LOCK-UP AND REGISTRATION RIGHTS AGREEMENT (this "Agreement"), dated as
of March 20, 2001, by and between IDT Corporation, a Delaware corporation (the
"Company"), and AT&T Corp., a New York corporation (the "Investor").

WHEREAS, the Company and the Investor have entered into an Option
Agreement, dated as of March 3, 2000; and

WHEREAS, it is a condition to the Closing (as defined below) of the
Option Agreement that the Company grant Investor the registration rights set
forth herein, and it is a condition to the Company's execution of the Option
Agreement that the Investor agree to the restrictions on transfer set forth
herein.

NOW, THEREFORE, in consideration of the foregoing and for other good
and valuable consideration, the receipt and sufficiency of which are hereby
acknowledged, the parties hereby agree as follows:

Section 1. Definitions. For the purposes of this Agreement:

(a) The term "Affiliate" means, with respect to any
person or entity, any other person or entity directly or indirectly controlling,
controlled by or under common control with the first such person or entity.

__Set exercise 1__:
Could you give the lines of the listing, from its first line through the line holding "[320,121,583,368]" (both included), as a JSON list of strings with one string per line and blank lines left out? Leave the pictures out of your answer.
The agreement excerpt and the listing are unrelated material.

__Records shown__:
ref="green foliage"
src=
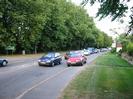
[127,42,133,56]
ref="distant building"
[116,43,122,52]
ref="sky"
[71,0,133,38]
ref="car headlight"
[47,60,51,63]
[38,59,41,62]
[67,60,71,63]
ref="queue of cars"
[0,48,108,67]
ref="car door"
[55,53,61,64]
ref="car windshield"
[70,53,82,57]
[43,53,54,58]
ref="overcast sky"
[71,0,132,37]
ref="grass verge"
[61,53,133,99]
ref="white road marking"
[15,67,71,99]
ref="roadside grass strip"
[61,53,133,99]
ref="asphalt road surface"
[0,53,102,99]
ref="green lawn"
[61,53,133,99]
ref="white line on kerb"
[15,67,70,99]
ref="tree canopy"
[82,0,133,34]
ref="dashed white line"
[15,67,71,99]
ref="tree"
[82,0,133,34]
[0,0,45,53]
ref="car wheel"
[51,62,55,67]
[38,63,42,66]
[80,62,84,66]
[2,61,7,66]
[67,64,70,67]
[59,61,61,64]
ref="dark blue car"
[38,52,62,66]
[0,59,8,66]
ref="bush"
[127,42,133,56]
[111,48,116,53]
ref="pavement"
[0,53,103,99]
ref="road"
[0,53,102,99]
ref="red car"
[67,53,87,66]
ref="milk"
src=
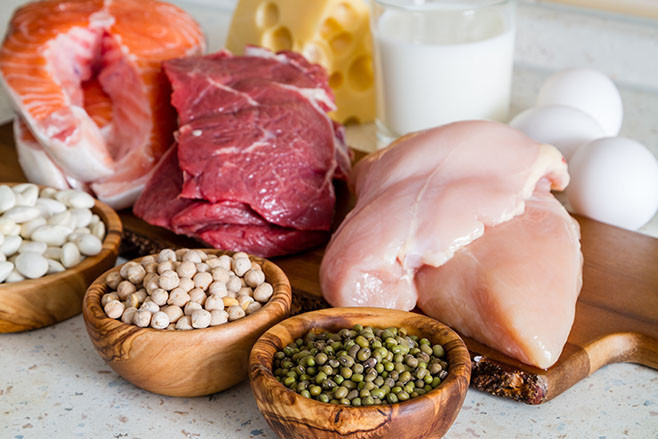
[373,6,514,138]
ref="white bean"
[4,206,41,224]
[0,185,16,213]
[30,224,71,246]
[18,241,48,255]
[46,258,66,274]
[60,242,80,268]
[73,232,103,256]
[0,235,23,256]
[21,216,46,239]
[0,218,16,236]
[0,262,14,283]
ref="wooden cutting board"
[0,125,658,404]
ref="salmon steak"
[0,0,205,208]
[320,121,583,368]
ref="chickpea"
[244,269,265,288]
[233,252,249,261]
[121,306,137,325]
[204,295,224,311]
[158,261,175,275]
[167,288,190,307]
[103,300,126,319]
[238,296,254,311]
[105,271,123,290]
[101,293,119,307]
[119,261,138,279]
[232,257,251,276]
[219,255,233,271]
[178,277,194,293]
[162,305,184,323]
[192,273,212,290]
[254,282,274,303]
[238,287,254,297]
[226,276,242,293]
[127,265,146,285]
[142,262,158,273]
[196,262,210,273]
[158,248,176,262]
[151,288,169,306]
[187,288,206,305]
[210,309,228,326]
[158,270,179,291]
[176,261,197,277]
[212,267,231,283]
[207,282,228,297]
[226,305,245,322]
[133,310,153,328]
[151,311,170,329]
[141,255,156,268]
[245,302,263,315]
[174,248,190,261]
[183,250,202,264]
[191,309,211,329]
[183,302,203,316]
[139,300,160,313]
[176,316,192,331]
[117,280,137,300]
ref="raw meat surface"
[0,0,204,208]
[134,48,349,256]
[320,122,582,367]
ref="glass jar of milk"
[371,0,515,144]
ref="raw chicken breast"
[320,122,582,367]
[0,0,204,208]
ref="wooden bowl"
[82,249,292,397]
[249,308,471,439]
[0,183,122,333]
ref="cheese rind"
[226,0,375,123]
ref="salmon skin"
[0,0,205,208]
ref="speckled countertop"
[0,0,658,439]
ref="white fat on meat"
[320,121,582,367]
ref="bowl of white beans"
[0,183,122,333]
[83,249,292,397]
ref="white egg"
[567,137,658,230]
[537,69,624,137]
[510,105,605,160]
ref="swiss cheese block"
[226,0,375,123]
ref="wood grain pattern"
[83,249,292,397]
[249,308,471,439]
[0,182,122,333]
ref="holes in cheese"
[329,32,352,54]
[226,0,375,122]
[263,26,292,52]
[256,3,279,29]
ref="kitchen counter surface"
[0,0,658,439]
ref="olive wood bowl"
[0,183,122,333]
[249,308,471,439]
[82,249,292,397]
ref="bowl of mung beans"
[249,308,471,439]
[83,249,292,397]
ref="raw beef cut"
[0,0,204,208]
[320,122,582,368]
[134,48,350,256]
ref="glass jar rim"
[372,0,514,12]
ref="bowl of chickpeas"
[83,249,292,397]
[249,308,471,439]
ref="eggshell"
[537,69,624,137]
[510,105,605,160]
[567,137,658,230]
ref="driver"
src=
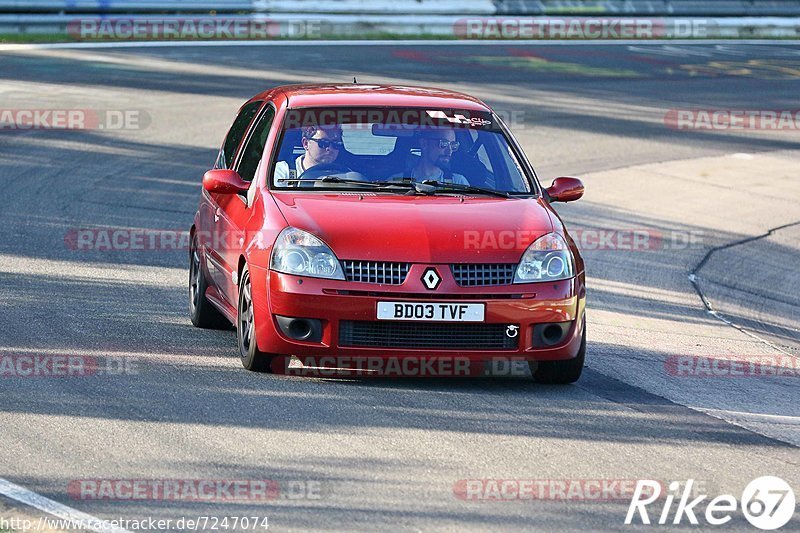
[392,128,469,185]
[275,124,344,187]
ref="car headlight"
[270,227,344,280]
[514,233,573,283]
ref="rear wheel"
[189,236,231,329]
[528,318,586,385]
[236,266,284,373]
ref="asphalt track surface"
[0,43,800,531]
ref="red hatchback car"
[189,84,586,383]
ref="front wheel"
[528,318,586,385]
[236,266,283,373]
[189,235,231,329]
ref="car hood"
[274,193,553,263]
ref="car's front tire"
[189,236,231,329]
[528,318,586,385]
[236,265,284,373]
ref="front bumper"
[251,264,586,361]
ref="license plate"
[378,302,486,322]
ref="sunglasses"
[308,137,344,150]
[431,139,461,152]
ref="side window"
[239,106,275,181]
[219,102,263,168]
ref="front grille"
[339,320,519,350]
[342,261,411,285]
[450,263,517,287]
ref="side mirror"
[545,177,583,202]
[203,168,250,194]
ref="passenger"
[275,125,344,187]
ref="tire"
[236,265,284,374]
[528,317,586,385]
[189,236,231,329]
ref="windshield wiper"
[422,180,511,198]
[286,176,436,195]
[281,176,411,188]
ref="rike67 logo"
[625,476,795,530]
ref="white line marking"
[0,39,800,52]
[0,478,130,533]
[692,407,800,426]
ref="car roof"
[259,83,491,111]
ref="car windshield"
[271,108,536,194]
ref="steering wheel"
[297,163,353,180]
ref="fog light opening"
[289,318,311,340]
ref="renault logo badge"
[422,267,442,291]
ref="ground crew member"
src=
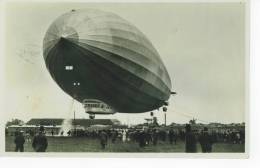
[199,127,213,153]
[32,126,48,152]
[185,124,197,153]
[14,131,25,152]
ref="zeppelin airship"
[43,9,171,117]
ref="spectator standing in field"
[199,127,213,153]
[152,129,158,146]
[138,131,145,148]
[185,124,197,153]
[111,130,117,143]
[14,131,25,152]
[122,130,126,142]
[100,131,108,149]
[32,126,48,152]
[169,129,175,144]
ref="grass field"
[5,136,244,153]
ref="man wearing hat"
[185,124,197,153]
[32,126,48,152]
[14,131,25,152]
[199,127,213,153]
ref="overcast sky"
[4,3,246,124]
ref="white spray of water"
[59,99,74,136]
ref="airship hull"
[44,10,171,113]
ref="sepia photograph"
[1,1,249,158]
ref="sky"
[3,2,247,124]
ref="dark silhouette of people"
[111,131,118,143]
[168,129,176,144]
[67,130,71,136]
[185,124,197,153]
[138,131,146,148]
[14,132,25,152]
[152,129,158,146]
[100,131,108,149]
[32,126,48,152]
[199,127,213,153]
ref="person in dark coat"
[111,130,118,143]
[152,129,158,146]
[199,127,213,153]
[185,124,197,153]
[100,131,108,149]
[138,131,145,148]
[32,126,48,152]
[168,129,175,144]
[14,132,25,152]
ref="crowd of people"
[14,126,48,152]
[8,124,245,153]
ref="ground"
[6,136,244,153]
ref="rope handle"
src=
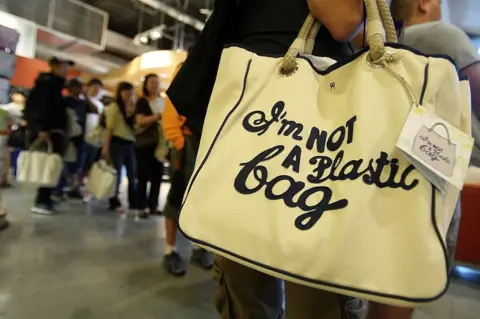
[428,122,452,145]
[280,0,397,76]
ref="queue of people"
[1,0,480,319]
[10,58,213,282]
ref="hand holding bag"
[17,141,63,187]
[87,160,118,199]
[179,0,470,307]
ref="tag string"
[375,53,420,107]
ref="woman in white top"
[135,74,164,218]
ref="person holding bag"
[167,0,470,319]
[24,57,73,215]
[102,82,138,213]
[135,73,164,219]
[162,64,213,276]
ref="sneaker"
[135,210,148,219]
[190,248,213,270]
[52,194,66,204]
[149,209,163,216]
[67,188,84,199]
[163,251,187,277]
[30,203,56,215]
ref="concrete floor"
[0,187,480,319]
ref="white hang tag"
[397,106,473,192]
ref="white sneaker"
[30,204,57,215]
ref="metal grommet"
[278,62,298,78]
[366,53,385,69]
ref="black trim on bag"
[178,55,450,304]
[420,63,430,105]
[224,43,458,75]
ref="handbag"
[87,160,118,199]
[85,125,104,148]
[17,141,63,187]
[7,126,27,150]
[179,0,470,307]
[63,142,78,163]
[67,108,83,138]
[135,123,160,147]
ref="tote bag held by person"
[180,0,470,306]
[17,141,63,187]
[87,160,118,199]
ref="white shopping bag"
[180,0,470,307]
[87,160,118,199]
[17,141,63,187]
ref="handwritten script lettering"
[234,101,419,231]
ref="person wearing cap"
[24,57,73,215]
[54,78,98,200]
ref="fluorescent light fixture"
[200,8,212,16]
[150,30,163,41]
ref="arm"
[307,0,363,42]
[36,80,56,134]
[102,106,116,159]
[135,98,162,126]
[85,96,99,114]
[460,61,480,118]
[162,99,185,150]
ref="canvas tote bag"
[17,141,63,187]
[179,0,470,306]
[87,160,118,199]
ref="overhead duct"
[139,0,205,31]
[36,43,127,74]
[106,30,158,58]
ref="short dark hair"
[48,56,75,68]
[142,73,158,96]
[390,0,415,21]
[87,78,103,87]
[67,78,83,89]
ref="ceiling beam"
[138,0,205,31]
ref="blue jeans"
[53,139,85,196]
[110,137,138,209]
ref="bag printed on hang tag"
[397,106,473,191]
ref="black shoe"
[67,189,83,199]
[190,248,213,270]
[135,210,149,219]
[163,251,187,277]
[0,216,10,231]
[30,203,57,215]
[51,193,67,205]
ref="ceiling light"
[200,8,212,16]
[150,30,163,41]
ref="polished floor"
[0,187,480,319]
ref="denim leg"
[123,143,139,209]
[110,141,125,209]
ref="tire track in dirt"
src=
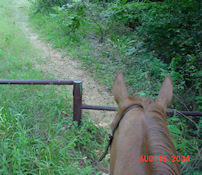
[12,0,116,127]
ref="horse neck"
[110,110,152,175]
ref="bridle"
[99,104,142,161]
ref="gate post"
[73,80,82,125]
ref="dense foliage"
[27,0,202,174]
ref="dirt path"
[12,0,116,127]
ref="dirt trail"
[12,0,116,127]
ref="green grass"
[30,3,202,175]
[0,0,107,175]
[30,9,168,96]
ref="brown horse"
[110,72,180,175]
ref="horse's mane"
[144,103,179,174]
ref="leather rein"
[99,105,142,161]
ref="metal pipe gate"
[0,80,202,125]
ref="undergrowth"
[27,0,202,175]
[0,0,107,175]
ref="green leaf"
[168,125,181,134]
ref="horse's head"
[110,72,179,175]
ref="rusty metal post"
[73,80,82,125]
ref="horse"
[110,71,180,175]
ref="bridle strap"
[99,105,142,161]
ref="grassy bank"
[30,0,202,175]
[0,0,108,175]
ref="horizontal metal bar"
[0,80,77,85]
[81,105,118,111]
[82,105,202,116]
[166,109,202,116]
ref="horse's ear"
[113,71,128,107]
[157,75,173,108]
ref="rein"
[99,105,142,161]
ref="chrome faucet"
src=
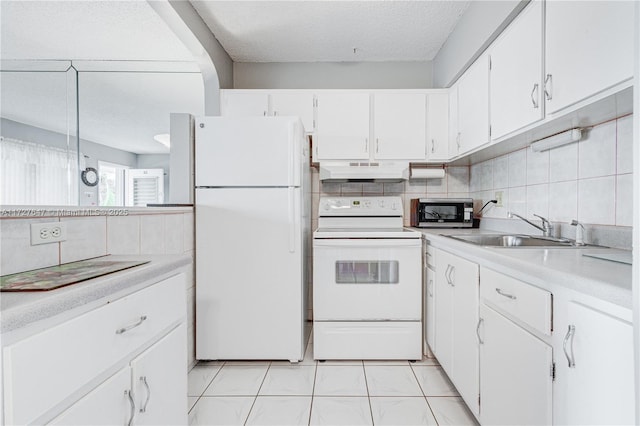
[507,212,553,237]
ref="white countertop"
[0,254,192,341]
[412,228,632,309]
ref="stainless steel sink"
[445,234,578,248]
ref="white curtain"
[0,137,78,206]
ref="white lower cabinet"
[434,250,480,416]
[2,274,187,424]
[557,301,638,425]
[49,367,135,426]
[131,323,188,425]
[479,304,553,425]
[50,324,187,426]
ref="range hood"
[320,161,409,182]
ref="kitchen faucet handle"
[533,213,553,237]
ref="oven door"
[313,239,422,321]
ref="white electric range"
[313,197,422,360]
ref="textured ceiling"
[191,0,470,62]
[0,0,204,154]
[0,0,193,61]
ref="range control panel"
[318,197,402,217]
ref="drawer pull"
[124,390,136,426]
[562,325,576,368]
[116,315,147,334]
[140,376,151,413]
[496,288,517,300]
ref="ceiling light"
[531,128,582,152]
[153,133,171,148]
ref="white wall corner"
[148,0,233,115]
[433,0,531,88]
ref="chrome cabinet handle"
[544,74,553,101]
[562,325,576,368]
[116,315,147,334]
[124,390,136,426]
[531,83,538,109]
[444,265,456,287]
[476,318,484,345]
[496,288,517,300]
[140,376,151,413]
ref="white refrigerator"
[195,117,311,362]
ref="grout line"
[362,360,375,425]
[242,363,271,425]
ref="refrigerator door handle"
[287,124,296,186]
[288,186,296,253]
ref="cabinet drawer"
[480,268,553,336]
[3,274,186,424]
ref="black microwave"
[411,198,473,228]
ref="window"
[98,161,129,206]
[0,137,79,206]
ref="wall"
[469,115,633,248]
[0,207,195,366]
[233,62,433,89]
[433,0,529,88]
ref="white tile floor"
[188,326,477,426]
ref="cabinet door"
[222,91,269,117]
[373,93,427,160]
[490,0,543,139]
[480,305,553,425]
[559,302,635,425]
[131,323,188,425]
[458,55,489,154]
[271,92,315,133]
[448,256,480,415]
[424,266,436,353]
[545,1,636,114]
[49,367,132,426]
[431,250,453,375]
[427,93,449,160]
[316,93,369,160]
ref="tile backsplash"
[0,208,195,366]
[311,166,469,230]
[469,115,633,227]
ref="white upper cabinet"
[315,92,369,160]
[450,54,489,156]
[545,1,636,114]
[373,93,427,160]
[490,0,544,140]
[221,91,269,117]
[427,93,449,161]
[222,90,315,133]
[270,92,315,133]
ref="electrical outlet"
[31,222,67,246]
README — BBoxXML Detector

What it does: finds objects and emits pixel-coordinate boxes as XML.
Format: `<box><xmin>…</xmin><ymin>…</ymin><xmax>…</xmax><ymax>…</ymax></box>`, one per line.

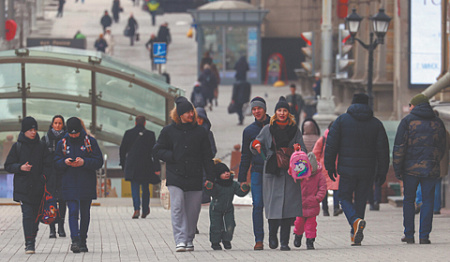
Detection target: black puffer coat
<box><xmin>5</xmin><ymin>132</ymin><xmax>54</xmax><ymax>205</ymax></box>
<box><xmin>393</xmin><ymin>103</ymin><xmax>447</xmax><ymax>179</ymax></box>
<box><xmin>153</xmin><ymin>115</ymin><xmax>214</xmax><ymax>191</ymax></box>
<box><xmin>41</xmin><ymin>127</ymin><xmax>66</xmax><ymax>200</ymax></box>
<box><xmin>120</xmin><ymin>125</ymin><xmax>161</xmax><ymax>184</ymax></box>
<box><xmin>325</xmin><ymin>104</ymin><xmax>389</xmax><ymax>178</ymax></box>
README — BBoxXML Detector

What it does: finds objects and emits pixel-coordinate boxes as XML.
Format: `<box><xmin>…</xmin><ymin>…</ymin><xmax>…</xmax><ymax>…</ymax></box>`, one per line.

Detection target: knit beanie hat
<box><xmin>175</xmin><ymin>96</ymin><xmax>194</xmax><ymax>116</ymax></box>
<box><xmin>275</xmin><ymin>96</ymin><xmax>289</xmax><ymax>112</ymax></box>
<box><xmin>20</xmin><ymin>116</ymin><xmax>37</xmax><ymax>133</ymax></box>
<box><xmin>67</xmin><ymin>117</ymin><xmax>83</xmax><ymax>134</ymax></box>
<box><xmin>250</xmin><ymin>96</ymin><xmax>267</xmax><ymax>111</ymax></box>
<box><xmin>352</xmin><ymin>93</ymin><xmax>369</xmax><ymax>105</ymax></box>
<box><xmin>409</xmin><ymin>94</ymin><xmax>429</xmax><ymax>106</ymax></box>
<box><xmin>308</xmin><ymin>152</ymin><xmax>317</xmax><ymax>174</ymax></box>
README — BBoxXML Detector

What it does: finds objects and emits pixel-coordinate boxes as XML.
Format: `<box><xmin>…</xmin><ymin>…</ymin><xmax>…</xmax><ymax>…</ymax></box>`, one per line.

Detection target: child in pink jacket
<box><xmin>294</xmin><ymin>153</ymin><xmax>327</xmax><ymax>249</ymax></box>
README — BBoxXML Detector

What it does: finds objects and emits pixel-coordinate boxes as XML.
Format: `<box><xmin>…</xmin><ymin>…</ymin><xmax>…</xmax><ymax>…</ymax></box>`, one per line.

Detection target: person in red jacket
<box><xmin>294</xmin><ymin>152</ymin><xmax>327</xmax><ymax>249</ymax></box>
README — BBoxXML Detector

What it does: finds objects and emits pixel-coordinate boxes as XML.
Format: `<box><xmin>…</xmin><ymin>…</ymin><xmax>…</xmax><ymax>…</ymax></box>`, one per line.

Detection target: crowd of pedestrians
<box><xmin>5</xmin><ymin>90</ymin><xmax>450</xmax><ymax>254</ymax></box>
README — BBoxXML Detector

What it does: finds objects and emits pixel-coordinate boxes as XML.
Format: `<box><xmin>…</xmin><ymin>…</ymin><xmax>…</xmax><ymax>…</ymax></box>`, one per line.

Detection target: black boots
<box><xmin>49</xmin><ymin>222</ymin><xmax>56</xmax><ymax>238</ymax></box>
<box><xmin>306</xmin><ymin>238</ymin><xmax>316</xmax><ymax>249</ymax></box>
<box><xmin>58</xmin><ymin>221</ymin><xmax>66</xmax><ymax>237</ymax></box>
<box><xmin>70</xmin><ymin>237</ymin><xmax>81</xmax><ymax>253</ymax></box>
<box><xmin>280</xmin><ymin>218</ymin><xmax>292</xmax><ymax>251</ymax></box>
<box><xmin>80</xmin><ymin>237</ymin><xmax>89</xmax><ymax>252</ymax></box>
<box><xmin>25</xmin><ymin>239</ymin><xmax>35</xmax><ymax>254</ymax></box>
<box><xmin>294</xmin><ymin>234</ymin><xmax>303</xmax><ymax>247</ymax></box>
<box><xmin>269</xmin><ymin>219</ymin><xmax>279</xmax><ymax>249</ymax></box>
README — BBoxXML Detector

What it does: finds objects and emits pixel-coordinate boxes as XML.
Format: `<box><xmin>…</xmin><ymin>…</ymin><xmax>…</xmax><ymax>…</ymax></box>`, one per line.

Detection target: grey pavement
<box><xmin>0</xmin><ymin>199</ymin><xmax>450</xmax><ymax>261</ymax></box>
<box><xmin>0</xmin><ymin>0</ymin><xmax>450</xmax><ymax>261</ymax></box>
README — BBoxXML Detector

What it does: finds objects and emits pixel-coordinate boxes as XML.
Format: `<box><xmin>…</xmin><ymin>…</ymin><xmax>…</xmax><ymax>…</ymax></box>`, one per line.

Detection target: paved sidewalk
<box><xmin>0</xmin><ymin>199</ymin><xmax>450</xmax><ymax>262</ymax></box>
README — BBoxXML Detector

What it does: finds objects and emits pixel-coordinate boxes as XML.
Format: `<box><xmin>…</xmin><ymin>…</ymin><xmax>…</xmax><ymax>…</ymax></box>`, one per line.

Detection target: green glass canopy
<box><xmin>0</xmin><ymin>46</ymin><xmax>184</xmax><ymax>144</ymax></box>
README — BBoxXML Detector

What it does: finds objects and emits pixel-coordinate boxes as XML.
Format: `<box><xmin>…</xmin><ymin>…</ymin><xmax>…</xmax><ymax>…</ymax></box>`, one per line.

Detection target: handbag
<box><xmin>272</xmin><ymin>137</ymin><xmax>294</xmax><ymax>170</ymax></box>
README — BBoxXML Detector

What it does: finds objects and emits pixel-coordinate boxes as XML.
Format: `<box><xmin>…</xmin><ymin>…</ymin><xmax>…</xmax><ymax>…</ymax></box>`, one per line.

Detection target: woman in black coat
<box><xmin>5</xmin><ymin>117</ymin><xmax>52</xmax><ymax>254</ymax></box>
<box><xmin>153</xmin><ymin>97</ymin><xmax>214</xmax><ymax>252</ymax></box>
<box><xmin>41</xmin><ymin>115</ymin><xmax>66</xmax><ymax>238</ymax></box>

__Set exercise 2__:
According to the lock-up agreement excerpt, what is the date of the Option Agreement between the Company and the Investor?

__Reply 1__:
[
  "ref=\"green foliage\"",
  "src=",
  "[127,42,133,56]",
  "ref=\"distant building\"",
  "[116,43,122,52]",
  "ref=\"sky\"",
  "[71,0,133,38]",
  "ref=\"car headlight\"",
  "[47,60,51,63]",
  "[38,59,41,62]",
  "[67,60,71,63]",
  "ref=\"queue of cars\"",
  "[0,48,108,67]",
  "ref=\"car door\"",
  "[55,53,61,64]",
  "ref=\"car windshield\"",
  "[70,53,82,57]",
  "[43,53,54,58]",
  "ref=\"overcast sky\"",
  "[71,0,132,37]",
  "ref=\"grass verge\"",
  "[61,53,133,99]",
  "ref=\"white road marking\"",
  "[15,67,71,99]",
  "ref=\"roadside grass strip\"",
  "[61,53,133,99]",
  "ref=\"asphalt road surface\"",
  "[0,53,102,99]",
  "ref=\"green lawn\"",
  "[61,53,133,99]",
  "ref=\"white line on kerb\"",
  "[15,67,70,99]",
  "ref=\"tree canopy\"",
  "[82,0,133,34]",
  "ref=\"dashed white line\"",
  "[15,67,71,99]",
  "ref=\"tree\"",
  "[82,0,133,34]",
  "[0,0,45,53]",
  "ref=\"car wheel\"",
  "[51,62,55,67]",
  "[38,63,42,66]",
  "[80,62,84,66]",
  "[2,61,7,66]",
  "[67,64,70,67]",
  "[59,61,61,64]",
  "ref=\"dark blue car\"",
  "[38,52,62,66]",
  "[0,59,8,66]",
  "ref=\"bush\"",
  "[127,42,133,56]",
  "[111,48,116,53]",
  "ref=\"pavement\"",
  "[0,53,103,99]",
  "ref=\"road\"",
  "[0,53,102,99]",
  "ref=\"red car\"",
  "[67,53,87,66]",
  "ref=\"milk\"",
  "src=",
  "[373,6,514,138]",
  "ref=\"white bean\"",
  "[4,206,41,224]",
  "[0,185,16,213]",
  "[30,224,71,246]",
  "[18,241,48,255]",
  "[46,258,66,274]",
  "[60,242,80,268]",
  "[73,232,103,256]",
  "[0,235,23,256]",
  "[21,216,46,239]",
  "[0,218,16,236]",
  "[0,262,14,283]",
  "ref=\"wooden cutting board\"",
  "[0,125,658,404]",
  "ref=\"salmon steak\"",
  "[0,0,205,208]",
  "[320,121,583,368]"
]

__Reply 2__:
March 3, 2000